[Stored records]

◇ ◇ ◇

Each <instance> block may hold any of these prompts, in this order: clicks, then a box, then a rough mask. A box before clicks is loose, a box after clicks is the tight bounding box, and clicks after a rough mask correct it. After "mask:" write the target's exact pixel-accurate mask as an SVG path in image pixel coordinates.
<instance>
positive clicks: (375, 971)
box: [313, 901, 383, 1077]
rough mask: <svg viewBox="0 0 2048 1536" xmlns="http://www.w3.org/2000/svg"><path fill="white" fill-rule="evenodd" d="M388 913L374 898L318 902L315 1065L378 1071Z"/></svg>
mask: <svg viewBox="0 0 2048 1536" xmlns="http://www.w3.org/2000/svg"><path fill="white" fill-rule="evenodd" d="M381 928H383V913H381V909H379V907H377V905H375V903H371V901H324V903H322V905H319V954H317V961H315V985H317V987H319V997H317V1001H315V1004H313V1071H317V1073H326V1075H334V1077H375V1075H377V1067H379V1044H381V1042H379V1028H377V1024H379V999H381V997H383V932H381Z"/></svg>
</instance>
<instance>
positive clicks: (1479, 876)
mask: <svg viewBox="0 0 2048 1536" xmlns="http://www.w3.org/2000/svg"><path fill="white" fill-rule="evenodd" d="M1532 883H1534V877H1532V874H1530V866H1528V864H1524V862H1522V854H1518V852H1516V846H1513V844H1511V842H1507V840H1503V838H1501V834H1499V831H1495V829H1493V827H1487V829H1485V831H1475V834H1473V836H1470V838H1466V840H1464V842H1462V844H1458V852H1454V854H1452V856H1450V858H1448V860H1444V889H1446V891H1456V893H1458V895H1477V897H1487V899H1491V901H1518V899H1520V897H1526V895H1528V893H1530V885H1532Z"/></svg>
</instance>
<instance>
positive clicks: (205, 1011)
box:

◇ ◇ ◇

- **Brief**:
Transcribe every line of the records, keeping each one exact.

- **Reply**:
Each <instance> block may hold any of these prompts, in this order: clicks, then a box, then a rough mask. A box before clicks is loose, a box after clicks is the tight bounding box, and clicks after a rough mask correct it. After "mask:" write the target's exact pixel-accurate mask as an SVG path in image pixel coordinates.
<instance>
positive clicks: (375, 971)
box: [313, 901, 383, 1077]
rough mask: <svg viewBox="0 0 2048 1536" xmlns="http://www.w3.org/2000/svg"><path fill="white" fill-rule="evenodd" d="M388 913L374 898L318 902L315 1065L378 1071Z"/></svg>
mask: <svg viewBox="0 0 2048 1536" xmlns="http://www.w3.org/2000/svg"><path fill="white" fill-rule="evenodd" d="M381 928H383V913H381V909H379V907H377V905H375V903H371V901H324V903H322V905H319V954H317V961H315V985H317V987H319V997H317V1001H315V1004H313V1071H317V1073H326V1075H334V1077H375V1075H377V1067H379V1044H381V1042H379V1028H377V1024H379V999H381V997H383V932H381Z"/></svg>
</instance>
<instance>
positive clicks: (1479, 876)
mask: <svg viewBox="0 0 2048 1536" xmlns="http://www.w3.org/2000/svg"><path fill="white" fill-rule="evenodd" d="M1532 883H1534V877H1532V874H1530V866H1528V864H1524V862H1522V854H1518V852H1516V846H1513V844H1511V842H1507V840H1503V838H1501V834H1499V831H1495V829H1493V827H1487V829H1485V831H1475V834H1473V836H1470V838H1466V840H1464V842H1462V844H1458V852H1454V854H1452V856H1450V858H1448V860H1444V889H1446V891H1456V893H1458V895H1477V897H1487V899H1491V901H1518V899H1520V897H1526V895H1528V893H1530V885H1532Z"/></svg>
</instance>
<instance>
positive clicks: (205, 1011)
box:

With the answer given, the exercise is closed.